WHAT THIS TASK INVOLVES → Without including any pictures, write out all the entries exactly.

SUPPLIED ENTRIES →
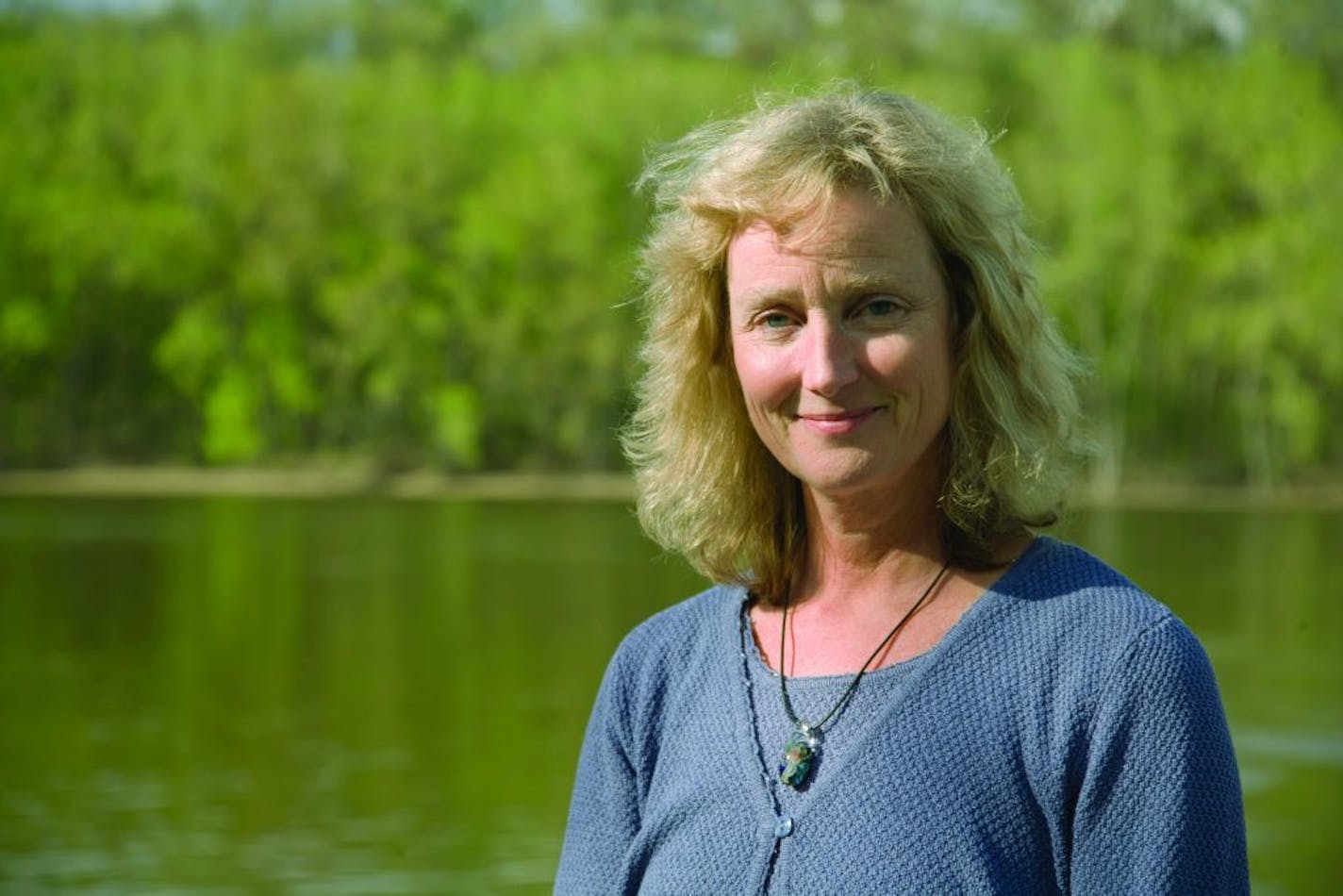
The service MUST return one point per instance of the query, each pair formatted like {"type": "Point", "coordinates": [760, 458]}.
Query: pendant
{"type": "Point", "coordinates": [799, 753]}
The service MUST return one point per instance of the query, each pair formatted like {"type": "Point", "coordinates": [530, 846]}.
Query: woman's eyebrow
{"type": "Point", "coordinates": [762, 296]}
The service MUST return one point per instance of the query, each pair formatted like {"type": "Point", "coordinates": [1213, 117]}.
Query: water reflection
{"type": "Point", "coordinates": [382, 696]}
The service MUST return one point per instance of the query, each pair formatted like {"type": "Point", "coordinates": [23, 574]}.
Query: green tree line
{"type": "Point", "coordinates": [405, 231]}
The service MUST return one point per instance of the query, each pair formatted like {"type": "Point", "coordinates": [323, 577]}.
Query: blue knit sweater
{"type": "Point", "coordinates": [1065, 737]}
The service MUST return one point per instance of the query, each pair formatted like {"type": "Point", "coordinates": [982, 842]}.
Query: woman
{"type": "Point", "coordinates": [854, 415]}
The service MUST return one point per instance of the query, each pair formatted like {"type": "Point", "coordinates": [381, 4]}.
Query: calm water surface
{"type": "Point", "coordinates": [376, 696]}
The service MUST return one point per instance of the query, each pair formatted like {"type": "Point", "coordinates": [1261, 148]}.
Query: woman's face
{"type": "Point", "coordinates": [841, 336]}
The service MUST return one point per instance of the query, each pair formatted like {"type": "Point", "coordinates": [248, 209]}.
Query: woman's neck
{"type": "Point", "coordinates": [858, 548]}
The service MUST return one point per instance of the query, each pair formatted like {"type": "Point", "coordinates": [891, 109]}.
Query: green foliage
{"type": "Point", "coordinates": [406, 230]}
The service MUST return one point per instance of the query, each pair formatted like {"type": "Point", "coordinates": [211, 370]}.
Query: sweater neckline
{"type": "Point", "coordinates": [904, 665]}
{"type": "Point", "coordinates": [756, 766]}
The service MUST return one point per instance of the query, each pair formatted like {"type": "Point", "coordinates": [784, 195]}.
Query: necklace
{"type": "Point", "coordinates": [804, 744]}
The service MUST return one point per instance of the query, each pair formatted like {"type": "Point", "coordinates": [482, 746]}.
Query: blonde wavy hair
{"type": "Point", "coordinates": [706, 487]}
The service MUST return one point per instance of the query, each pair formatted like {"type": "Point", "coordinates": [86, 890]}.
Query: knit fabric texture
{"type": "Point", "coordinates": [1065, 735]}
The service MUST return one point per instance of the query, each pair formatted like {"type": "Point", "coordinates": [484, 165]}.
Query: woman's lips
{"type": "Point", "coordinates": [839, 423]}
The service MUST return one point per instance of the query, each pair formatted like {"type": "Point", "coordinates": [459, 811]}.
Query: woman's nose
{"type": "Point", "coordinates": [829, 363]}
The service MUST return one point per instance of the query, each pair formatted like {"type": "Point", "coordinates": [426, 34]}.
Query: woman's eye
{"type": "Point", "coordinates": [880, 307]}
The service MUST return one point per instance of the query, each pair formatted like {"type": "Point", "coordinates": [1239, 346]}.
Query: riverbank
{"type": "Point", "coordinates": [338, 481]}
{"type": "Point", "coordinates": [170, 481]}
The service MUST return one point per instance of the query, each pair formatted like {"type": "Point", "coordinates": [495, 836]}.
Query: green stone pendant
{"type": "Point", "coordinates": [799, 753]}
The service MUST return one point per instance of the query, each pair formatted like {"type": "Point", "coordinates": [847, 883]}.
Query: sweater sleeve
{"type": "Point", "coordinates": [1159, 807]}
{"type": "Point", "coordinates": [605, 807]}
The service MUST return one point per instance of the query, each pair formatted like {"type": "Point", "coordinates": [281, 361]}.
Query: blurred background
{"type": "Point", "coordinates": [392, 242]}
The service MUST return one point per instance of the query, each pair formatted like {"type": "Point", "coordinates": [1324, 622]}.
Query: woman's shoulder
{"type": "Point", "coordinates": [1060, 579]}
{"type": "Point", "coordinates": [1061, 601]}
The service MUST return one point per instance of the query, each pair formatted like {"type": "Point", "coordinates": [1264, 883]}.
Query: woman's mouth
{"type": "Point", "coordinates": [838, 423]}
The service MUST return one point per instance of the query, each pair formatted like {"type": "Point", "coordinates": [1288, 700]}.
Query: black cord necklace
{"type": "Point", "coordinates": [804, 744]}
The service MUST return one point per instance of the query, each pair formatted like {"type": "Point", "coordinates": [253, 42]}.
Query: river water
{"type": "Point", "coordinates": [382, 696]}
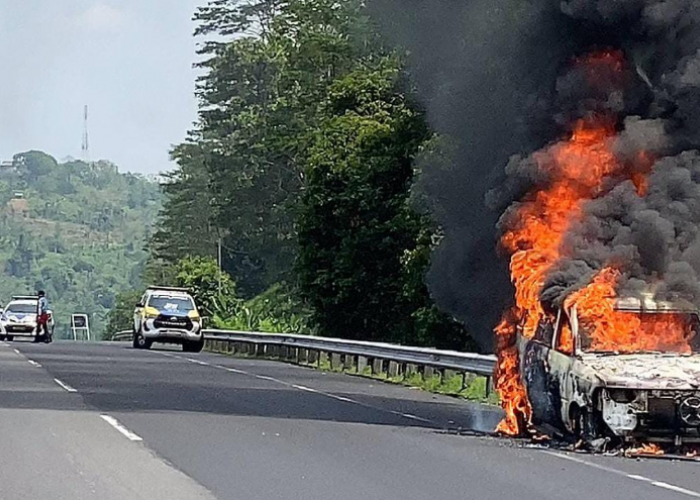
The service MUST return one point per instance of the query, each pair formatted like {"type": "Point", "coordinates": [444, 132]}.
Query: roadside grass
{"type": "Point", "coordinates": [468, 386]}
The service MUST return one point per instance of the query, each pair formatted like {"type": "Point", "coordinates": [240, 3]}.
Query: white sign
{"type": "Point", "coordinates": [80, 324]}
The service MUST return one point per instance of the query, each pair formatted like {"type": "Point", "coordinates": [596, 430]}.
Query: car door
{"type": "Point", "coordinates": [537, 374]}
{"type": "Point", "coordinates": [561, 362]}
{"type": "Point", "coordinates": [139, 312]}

TASK ANSWER →
The service MUST return one point per instance of the query, each pair formatted like {"type": "Point", "coordinates": [760, 458]}.
Query: pendant
{"type": "Point", "coordinates": [799, 753]}
The service MUST return one point per instance of the query, each pair formatted like {"type": "Point", "coordinates": [530, 846]}.
Query: woman's eyebrow
{"type": "Point", "coordinates": [762, 296]}
The service MUST return one point per instance of the query, each pair formatted like {"type": "Point", "coordinates": [1213, 117]}.
Query: water reflection
{"type": "Point", "coordinates": [382, 696]}
The service MUST return one point per instance of the query, each pair formatted like {"type": "Point", "coordinates": [23, 574]}.
Query: green tree line
{"type": "Point", "coordinates": [405, 231]}
The service MUST return one point per instance of the query, each pair formatted like {"type": "Point", "coordinates": [323, 577]}.
Query: blue knit sweater
{"type": "Point", "coordinates": [1065, 737]}
The service MUST return one point per instance of the query, each pair formatted like {"type": "Point", "coordinates": [982, 842]}.
Query: woman
{"type": "Point", "coordinates": [854, 415]}
The service MUST return one point per instance of the query, each pair formatted like {"type": "Point", "coordinates": [381, 4]}.
Query: calm water surface
{"type": "Point", "coordinates": [376, 696]}
The service MUST return one point per instance of the query, each pair formatted like {"type": "Point", "coordinates": [1261, 148]}.
Query: woman's face
{"type": "Point", "coordinates": [841, 336]}
The service MUST return one point per instance of the query, each pair formatted like {"type": "Point", "coordinates": [248, 209]}.
Query: woman's neck
{"type": "Point", "coordinates": [858, 548]}
The service MUST return one point per instance of the query, each pair formatted like {"type": "Point", "coordinates": [891, 109]}.
Query: green foliage
{"type": "Point", "coordinates": [406, 230]}
The service MUST return one point per instance of the query, each pair formatted like {"type": "Point", "coordinates": [211, 370]}.
Query: sweater neckline
{"type": "Point", "coordinates": [904, 665]}
{"type": "Point", "coordinates": [756, 766]}
The service MUST return one point per instance of the query, each pair formatted like {"type": "Point", "coordinates": [784, 195]}.
Query: necklace
{"type": "Point", "coordinates": [804, 744]}
The service MUST return one point per instance of the query, each pair formatted like {"type": "Point", "coordinates": [482, 746]}.
Query: blonde wavy hair
{"type": "Point", "coordinates": [706, 487]}
The service MUST return one point per instance of the query, each pair formatted like {"type": "Point", "coordinates": [86, 890]}.
Query: knit fabric texture
{"type": "Point", "coordinates": [1065, 735]}
The service MUST return one point per instance of the query, each pair formatted like {"type": "Point", "coordinates": [484, 165]}.
Query: woman's lips
{"type": "Point", "coordinates": [839, 423]}
The service MUST return one point per instance of the query, each pair formatted like {"type": "Point", "coordinates": [459, 811]}.
Query: woman's nose
{"type": "Point", "coordinates": [829, 363]}
The service MUST return one point per instance of the query, each pair formatted like {"type": "Point", "coordinates": [426, 34]}.
Query: woman's eye
{"type": "Point", "coordinates": [880, 307]}
The service MUST return one point per instance of the query, each pair formatted like {"type": "Point", "coordinates": [1239, 346]}.
Query: riverbank
{"type": "Point", "coordinates": [338, 481]}
{"type": "Point", "coordinates": [170, 481]}
The service MUST return one point per instance of the query, each pair formatted like {"type": "Point", "coordinates": [495, 836]}.
Query: green stone pendant
{"type": "Point", "coordinates": [799, 753]}
The service MUST return one point per instance of the query, each pair formatted like {"type": "Point", "coordinates": [847, 883]}.
Query: sweater sleeve
{"type": "Point", "coordinates": [1159, 807]}
{"type": "Point", "coordinates": [605, 807]}
The service MUST return one point per instance of the query, each pair formatted like {"type": "Point", "coordinates": [281, 361]}.
Query: blurred background
{"type": "Point", "coordinates": [392, 242]}
The service MUST return one point per instance of the query, each pair formatted like {"type": "Point", "coordinates": [1324, 622]}.
Query: woman's shoulder
{"type": "Point", "coordinates": [1060, 579]}
{"type": "Point", "coordinates": [1061, 601]}
The service MUST return one point per instance of the query, each pair formatted like {"type": "Point", "coordinates": [1264, 883]}.
Query: woman's mouth
{"type": "Point", "coordinates": [838, 423]}
The service MUST return one point per instance of the query, each pair formatted like {"type": "Point", "coordinates": [1288, 700]}.
Query: black cord necklace
{"type": "Point", "coordinates": [804, 744]}
The service MUST return one point per instance of the query, each pair formatted like {"type": "Point", "coordinates": [253, 42]}.
Query: river water
{"type": "Point", "coordinates": [382, 696]}
The service MUST return one point per instance of the query, each pair formatted like {"type": "Point", "coordinates": [444, 132]}.
Query: roadside grass
{"type": "Point", "coordinates": [468, 386]}
The service MUST return one point per instance of the query, each pair formatted like {"type": "Point", "coordinates": [240, 3]}.
Query: white sign
{"type": "Point", "coordinates": [80, 324]}
The service MUST return one point per instance of the query, each pair formatted like {"type": "Point", "coordinates": [596, 430]}.
Query: car door
{"type": "Point", "coordinates": [537, 374]}
{"type": "Point", "coordinates": [561, 362]}
{"type": "Point", "coordinates": [139, 312]}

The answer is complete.